## What you need to do
Give the data again exactly, without images.

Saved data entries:
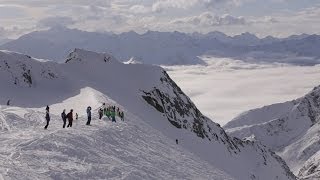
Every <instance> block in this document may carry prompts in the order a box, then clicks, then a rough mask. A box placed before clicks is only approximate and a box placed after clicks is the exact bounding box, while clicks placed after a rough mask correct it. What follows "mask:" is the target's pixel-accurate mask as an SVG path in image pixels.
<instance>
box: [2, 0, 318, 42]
mask: <svg viewBox="0 0 320 180" xmlns="http://www.w3.org/2000/svg"><path fill="white" fill-rule="evenodd" d="M54 26H67V27H70V28H78V29H82V30H87V31H100V32H103V31H113V32H117V33H119V32H124V31H130V30H134V31H137V32H140V33H141V32H145V31H147V30H155V31H175V30H176V31H183V32H194V31H198V32H202V33H206V32H209V31H216V30H218V31H222V32H225V33H227V34H229V35H234V34H239V33H242V32H246V31H248V32H251V33H254V34H256V35H258V36H260V37H263V36H267V35H273V36H278V37H280V36H281V37H283V36H288V35H291V34H301V33H309V34H311V33H316V34H320V0H0V37H2V38H4V37H10V38H14V37H17V36H19V35H21V34H24V33H27V32H31V31H34V30H39V29H46V28H49V27H54Z"/></svg>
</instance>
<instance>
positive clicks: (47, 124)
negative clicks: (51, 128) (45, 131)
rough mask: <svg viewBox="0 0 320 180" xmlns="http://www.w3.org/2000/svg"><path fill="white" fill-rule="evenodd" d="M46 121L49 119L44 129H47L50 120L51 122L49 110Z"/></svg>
mask: <svg viewBox="0 0 320 180" xmlns="http://www.w3.org/2000/svg"><path fill="white" fill-rule="evenodd" d="M46 121H47V124H46V126H45V127H44V129H47V128H48V126H49V122H50V115H49V111H46Z"/></svg>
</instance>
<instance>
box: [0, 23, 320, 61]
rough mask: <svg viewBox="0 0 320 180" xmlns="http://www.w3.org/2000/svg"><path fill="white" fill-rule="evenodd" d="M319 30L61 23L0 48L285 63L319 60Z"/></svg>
mask: <svg viewBox="0 0 320 180" xmlns="http://www.w3.org/2000/svg"><path fill="white" fill-rule="evenodd" d="M319 43H320V38H319V36H318V35H306V34H303V35H295V36H291V37H288V38H283V39H279V38H273V37H266V38H262V39H259V38H258V37H256V36H255V35H253V34H250V33H242V34H240V35H236V36H233V37H231V36H227V35H225V34H223V33H221V32H210V33H208V34H200V33H193V34H185V33H180V32H176V31H175V32H156V31H148V32H146V33H144V34H137V33H135V32H133V31H130V32H125V33H122V34H111V33H97V32H85V31H80V30H77V29H67V28H63V27H59V28H57V27H56V28H52V29H49V30H47V31H35V32H31V33H29V34H26V35H23V36H21V37H20V38H18V39H16V40H13V41H10V42H8V43H5V44H3V45H1V46H0V49H5V50H10V51H15V52H21V53H25V54H29V55H31V56H33V57H38V58H43V59H52V60H56V61H60V62H62V61H63V60H64V58H65V57H66V56H67V54H68V53H69V52H70V51H72V50H73V49H74V48H84V49H88V50H92V51H97V52H105V51H106V50H108V51H109V52H110V53H112V54H113V55H114V56H115V57H116V58H117V59H119V60H121V61H128V60H129V59H131V58H135V59H138V60H139V61H141V62H143V63H146V64H158V65H194V64H205V62H204V61H203V60H201V59H200V58H199V57H200V56H203V55H212V56H215V57H230V58H234V59H241V60H245V61H248V62H252V61H253V62H261V61H263V62H281V63H290V64H298V65H315V64H319V63H320V60H319V58H320V54H319V51H318V49H317V47H318V45H319Z"/></svg>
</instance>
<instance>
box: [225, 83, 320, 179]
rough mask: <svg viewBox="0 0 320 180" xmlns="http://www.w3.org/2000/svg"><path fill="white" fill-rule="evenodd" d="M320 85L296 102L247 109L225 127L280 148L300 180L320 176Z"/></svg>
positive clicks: (290, 167) (243, 134)
mask: <svg viewBox="0 0 320 180" xmlns="http://www.w3.org/2000/svg"><path fill="white" fill-rule="evenodd" d="M319 97H320V87H319V86H318V87H316V88H314V89H313V90H312V91H311V92H309V93H308V94H307V95H305V96H303V97H301V98H299V99H297V100H293V101H289V102H285V103H280V104H274V105H270V106H265V107H262V108H259V109H254V110H250V111H247V112H245V113H243V114H241V115H239V116H238V117H236V118H235V119H233V120H232V121H230V122H229V123H227V124H226V125H225V126H224V128H226V130H227V132H228V133H229V134H230V135H232V136H235V137H239V138H249V139H254V140H256V141H260V142H261V143H263V144H265V145H267V146H268V147H270V148H272V149H273V150H275V151H277V154H279V155H280V156H281V157H282V158H283V159H284V160H285V161H286V163H287V164H288V165H289V167H290V168H291V170H292V171H293V172H294V173H295V174H296V175H298V177H299V178H301V179H318V178H319V165H320V164H319V163H318V162H319V161H318V160H319V158H320V157H319V152H320V145H319V144H320V138H319V137H320V134H319V128H320V127H319V125H320V124H319V120H320V103H319V102H320V98H319Z"/></svg>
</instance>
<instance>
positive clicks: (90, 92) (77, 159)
mask: <svg viewBox="0 0 320 180" xmlns="http://www.w3.org/2000/svg"><path fill="white" fill-rule="evenodd" d="M101 101H104V102H107V103H108V104H113V103H114V102H112V101H110V100H109V99H108V98H107V97H105V96H103V94H101V93H99V92H97V91H95V90H93V89H91V88H84V89H82V90H81V93H80V94H79V95H77V96H75V97H72V98H70V99H66V100H65V101H64V102H63V103H58V104H54V105H52V106H51V112H52V115H51V118H52V120H51V122H50V123H51V124H50V126H49V130H48V131H45V130H43V129H42V128H43V125H44V119H43V116H44V114H43V113H41V111H39V110H38V109H25V108H18V107H7V106H1V107H0V109H1V110H0V112H1V114H0V119H1V123H2V128H3V129H2V130H1V131H0V132H1V136H0V139H1V140H0V141H1V142H2V146H1V148H0V161H1V167H0V173H1V177H2V178H4V179H8V178H9V179H221V180H224V179H228V180H229V179H230V180H231V179H234V178H232V177H231V176H230V175H228V174H226V173H224V172H223V171H221V170H219V169H218V168H216V167H214V166H213V165H211V164H209V163H207V162H205V161H203V160H201V159H200V158H199V157H197V156H196V155H194V154H193V153H190V152H189V151H187V150H185V149H184V148H182V147H181V146H179V145H176V144H175V142H174V141H173V140H172V139H169V138H167V137H166V136H164V135H163V134H162V133H161V132H159V131H157V130H155V129H154V128H152V127H150V126H149V125H147V124H146V123H144V122H143V121H142V120H140V119H139V118H138V117H136V116H134V115H132V114H130V113H128V112H126V120H125V122H121V121H120V119H117V121H118V122H117V123H112V122H111V121H110V120H108V119H107V118H104V119H103V120H97V116H94V120H93V122H92V124H93V125H92V126H90V127H88V126H85V122H86V118H85V116H80V118H79V120H76V121H75V123H74V126H73V128H69V129H62V128H61V127H62V120H61V118H60V113H59V111H60V110H61V109H63V108H65V107H74V109H83V107H82V106H83V105H85V104H93V105H95V106H97V105H99V104H100V103H101ZM70 105H71V106H70ZM94 110H95V111H96V109H94ZM76 112H80V111H76ZM17 114H19V115H17ZM94 114H96V112H94Z"/></svg>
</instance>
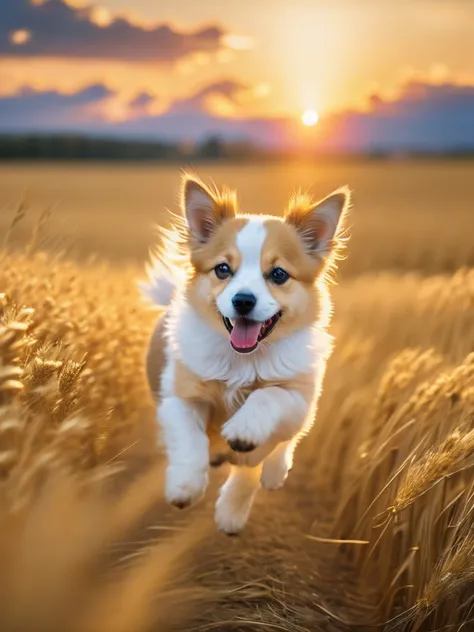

## Task output
Every <instance> block in this document may carry prompts in the order a box, then clicks, then a rough mask. A box placed before clicks is only approximate and a box placed after clicks is the exact bounding box, while clicks placed after a rough mask correct it. What follows "mask:" is the target's pixel-accurate mask as an SVG path in image pixels.
<instance>
box: [2, 0, 318, 42]
mask: <svg viewBox="0 0 320 180" xmlns="http://www.w3.org/2000/svg"><path fill="white" fill-rule="evenodd" d="M54 26H67V27H70V28H78V29H82V30H87V31H100V32H103V31H113V32H117V33H119V32H124V31H130V30H134V31H137V32H140V33H141V32H145V31H147V30H155V31H175V30H176V31H183V32H194V31H198V32H202V33H206V32H209V31H216V30H218V31H222V32H225V33H227V34H229V35H234V34H239V33H242V32H246V31H248V32H251V33H254V34H256V35H258V36H260V37H263V36H267V35H273V36H278V37H280V36H281V37H283V36H288V35H291V34H301V33H309V34H311V33H316V34H320V0H0V37H2V38H4V37H10V38H14V37H17V36H19V35H21V34H24V33H27V32H31V31H34V30H39V29H46V28H49V27H54Z"/></svg>
</instance>
<instance>
positive clicks: (47, 124)
negative clicks: (51, 128) (45, 131)
rough mask: <svg viewBox="0 0 320 180" xmlns="http://www.w3.org/2000/svg"><path fill="white" fill-rule="evenodd" d="M46 121L49 119L44 129H47L50 120L51 122L49 110Z"/></svg>
mask: <svg viewBox="0 0 320 180" xmlns="http://www.w3.org/2000/svg"><path fill="white" fill-rule="evenodd" d="M46 121H47V124H46V126H45V127H44V129H47V128H48V126H49V122H50V115H49V111H46Z"/></svg>
</instance>
<instance>
box: [0, 23, 320, 61]
rough mask: <svg viewBox="0 0 320 180" xmlns="http://www.w3.org/2000/svg"><path fill="white" fill-rule="evenodd" d="M319 30L61 23L0 48L285 63L319 60Z"/></svg>
mask: <svg viewBox="0 0 320 180" xmlns="http://www.w3.org/2000/svg"><path fill="white" fill-rule="evenodd" d="M319 43H320V38H319V36H318V35H306V34H303V35H295V36H291V37H288V38H283V39H279V38H273V37H266V38H262V39H259V38H258V37H256V36H255V35H253V34H250V33H242V34H240V35H236V36H233V37H231V36H227V35H225V34H223V33H221V32H210V33H208V34H200V33H193V34H185V33H180V32H176V31H175V32H156V31H148V32H146V33H144V34H137V33H135V32H133V31H130V32H125V33H122V34H111V33H97V32H85V31H80V30H77V29H67V28H63V27H59V28H57V27H56V28H52V29H49V30H47V31H35V32H31V33H29V34H26V35H23V36H21V37H20V38H18V39H16V40H13V41H10V42H8V43H5V44H3V45H1V46H0V49H5V50H10V51H15V52H21V53H25V54H29V55H31V56H33V57H38V58H43V59H52V60H56V61H60V62H62V61H63V60H64V58H65V57H66V56H67V54H68V53H69V52H70V51H72V50H73V49H74V48H84V49H88V50H92V51H97V52H105V51H106V50H108V51H109V52H110V53H112V54H113V55H114V56H115V57H116V58H117V59H119V60H121V61H128V60H129V59H131V58H135V59H138V60H139V61H141V62H143V63H146V64H158V65H194V64H205V62H204V61H203V60H201V59H200V58H199V57H200V56H203V55H212V56H215V57H230V58H234V59H241V60H245V61H248V62H252V61H253V62H261V61H263V62H281V63H290V64H298V65H315V64H319V63H320V60H319V58H320V54H319V51H318V49H317V47H318V45H319Z"/></svg>
</instance>
<instance>
box: [225, 83, 320, 179]
rough mask: <svg viewBox="0 0 320 180" xmlns="http://www.w3.org/2000/svg"><path fill="white" fill-rule="evenodd" d="M320 85L296 102L247 109L225 127L280 148L300 180L320 176Z"/></svg>
positive clicks: (290, 167) (243, 134)
mask: <svg viewBox="0 0 320 180" xmlns="http://www.w3.org/2000/svg"><path fill="white" fill-rule="evenodd" d="M319 97H320V87H319V86H318V87H316V88H314V89H313V90H312V91H311V92H309V93H308V94H307V95H305V96H303V97H301V98H299V99H297V100H293V101H289V102H285V103H280V104H274V105H270V106H265V107H262V108H259V109H254V110H250V111H247V112H245V113H243V114H241V115H239V116H238V117H236V118H235V119H233V120H232V121H230V122H229V123H227V124H226V125H225V126H224V128H226V130H227V132H228V133H229V134H230V135H232V136H235V137H239V138H249V139H254V140H256V141H260V142H261V143H263V144H265V145H267V146H268V147H270V148H272V149H273V150H275V151H277V154H279V155H280V156H281V157H282V158H283V159H284V160H285V161H286V163H287V164H288V165H289V167H290V168H291V170H292V171H293V172H294V173H295V174H296V175H298V177H299V178H301V179H318V178H319V165H320V164H319V163H318V162H319V161H318V160H319V158H320V157H319V152H320V145H319V144H320V138H319V137H320V134H319V128H320V127H319V125H320V124H319V120H320V103H319V102H320V98H319Z"/></svg>
</instance>
<instance>
positive clicks: (90, 92) (77, 159)
mask: <svg viewBox="0 0 320 180" xmlns="http://www.w3.org/2000/svg"><path fill="white" fill-rule="evenodd" d="M101 101H104V102H107V103H108V104H113V103H114V102H112V101H110V100H109V99H108V98H107V97H105V96H103V94H101V93H99V92H97V91H95V90H93V89H91V88H84V89H82V90H81V93H80V94H79V95H77V96H75V97H72V98H70V99H66V100H65V101H64V102H63V103H58V104H54V105H52V106H51V112H52V115H51V118H52V120H51V122H50V123H51V124H50V126H49V130H48V131H45V130H43V129H42V128H43V125H44V119H43V116H44V114H43V113H41V111H39V110H38V109H25V108H18V107H7V106H1V107H0V109H1V110H0V112H1V114H0V119H1V123H2V128H3V129H2V130H1V131H0V132H1V136H0V139H1V140H0V141H1V142H2V146H1V148H0V161H1V167H0V173H1V177H2V178H4V179H8V178H9V179H221V180H224V179H228V180H229V179H230V180H231V179H234V178H232V177H231V176H230V175H228V174H226V173H224V172H223V171H221V170H219V169H218V168H216V167H214V166H213V165H211V164H209V163H207V162H205V161H203V160H201V159H200V158H199V157H197V156H196V155H194V154H193V153H190V152H189V151H187V150H185V149H184V148H182V147H181V146H179V145H176V144H175V142H174V141H173V140H172V139H169V138H167V137H166V136H164V135H163V134H162V133H161V132H159V131H157V130H155V129H154V128H152V127H150V126H149V125H147V124H146V123H144V122H143V121H142V120H140V119H139V118H138V117H136V116H134V115H132V114H130V113H128V112H126V120H125V122H121V121H120V119H117V121H118V122H117V123H112V122H111V121H110V120H108V119H107V118H104V119H103V120H97V116H94V120H93V122H92V124H93V125H92V126H90V127H88V126H85V122H86V118H85V116H80V118H79V120H76V121H75V123H74V126H73V128H69V129H62V128H61V127H62V120H61V118H60V113H59V111H60V110H61V109H63V108H65V107H74V109H83V107H82V106H83V105H85V104H93V105H95V106H97V105H99V104H100V103H101ZM70 105H71V106H70ZM94 110H95V111H96V109H94ZM76 112H80V111H76ZM17 114H19V115H17ZM94 114H96V112H94Z"/></svg>
</instance>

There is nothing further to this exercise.